**AUSWAHL**
---
Jamie Bartlett stellt weiterhin fest:
Die Anonymität des Internets, die so etwas wie den Assassination Market erst möglich macht, bietet gleichzeitig Whistleblowern, Menschenrechtlern und Aktivisten Schutz und Raum.
Ich denke, wir sollten mehr für die Sicherheit in den lokalen Netzwerken und im Internet tun! Dazu gehören sinnvolle Passwörter, die aus eine Kombination von Zahlen, Sonderzeichen sowie große und kleine Buchstaben bestehen. Zwölf bis vierzehn Zeichen lange Passwörter sind eine akzeptable Größenordnung. Zweckmäßig konfigurierte Firewalls und Virenscanner sind aktuell zu halten. System-Updates sind regelmäßig erforderlich.
Weiterhin ist zu empfehlen, persönliche Daten regelmäßig (mindestens 1x pro Woche, sehr wichtige Daten täglich) auf einen externen Datenträger (DVD, Festplatte oder USB-Stick) zu sichern; vertrauliche E-Mails hochgradig, u.a. mit dem PGP-Standard (Pretty Good Privacy), zu verschlüsseln, HTTPS-Protokolle für verschlüsselte Webauftritte zu verwenden. Bei Nutzung von Online-Shops ist eine Zwei-Kanal-Authentifizierung zu empfehlen.
---
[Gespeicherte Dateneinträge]

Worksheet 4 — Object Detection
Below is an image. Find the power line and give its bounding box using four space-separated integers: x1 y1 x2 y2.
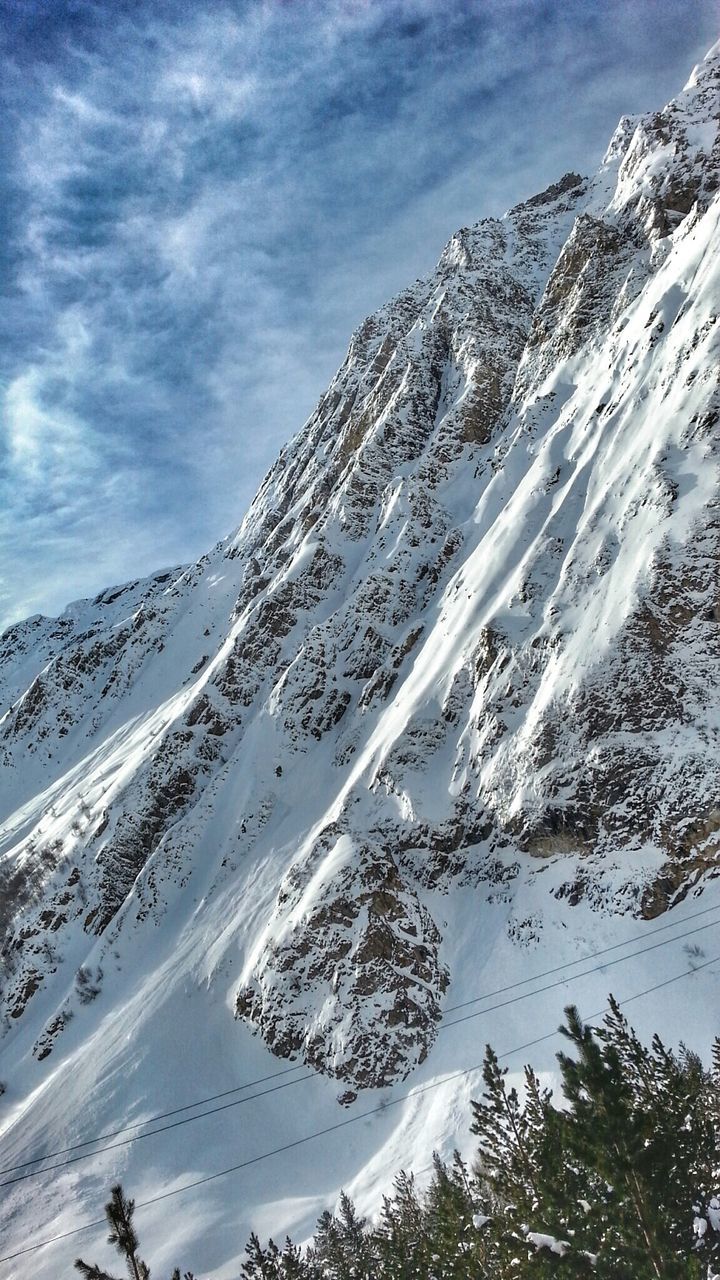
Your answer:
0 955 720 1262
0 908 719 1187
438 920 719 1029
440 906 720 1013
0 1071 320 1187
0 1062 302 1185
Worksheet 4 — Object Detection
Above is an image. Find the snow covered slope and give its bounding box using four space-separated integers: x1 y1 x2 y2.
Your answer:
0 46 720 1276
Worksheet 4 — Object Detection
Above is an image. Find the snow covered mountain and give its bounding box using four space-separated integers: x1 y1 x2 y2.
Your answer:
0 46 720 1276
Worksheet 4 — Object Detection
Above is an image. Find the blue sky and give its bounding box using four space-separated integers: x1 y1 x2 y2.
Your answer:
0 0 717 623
---
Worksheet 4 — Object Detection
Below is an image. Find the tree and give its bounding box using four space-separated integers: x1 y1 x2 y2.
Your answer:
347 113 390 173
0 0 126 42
---
**AUFGABE**
Welche Passwortlänge gilt im Text zur Internetsicherheit als akzeptable Größenordnung? Bitte nenne sie kurz.

**ENDERGEBNIS**
Zwölf bis vierzehn Zeichen.